Dataset records –

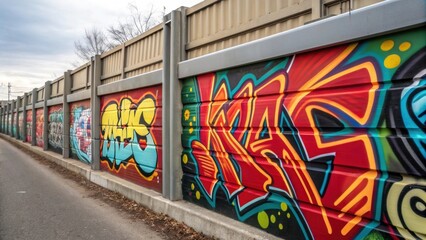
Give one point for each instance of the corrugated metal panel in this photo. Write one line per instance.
(228, 23)
(89, 75)
(54, 89)
(29, 99)
(335, 7)
(21, 101)
(61, 87)
(146, 69)
(218, 24)
(145, 51)
(40, 95)
(79, 79)
(111, 63)
(110, 79)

Problem to work on –
Set down all the lines above exactly as they appear, with no pictures.

Task response –
Give one point for each instance of the corrugated metal panel in this photo. Write one line per instance.
(228, 23)
(89, 75)
(54, 89)
(29, 99)
(335, 7)
(21, 101)
(61, 87)
(146, 69)
(218, 24)
(145, 51)
(40, 95)
(79, 79)
(111, 63)
(110, 79)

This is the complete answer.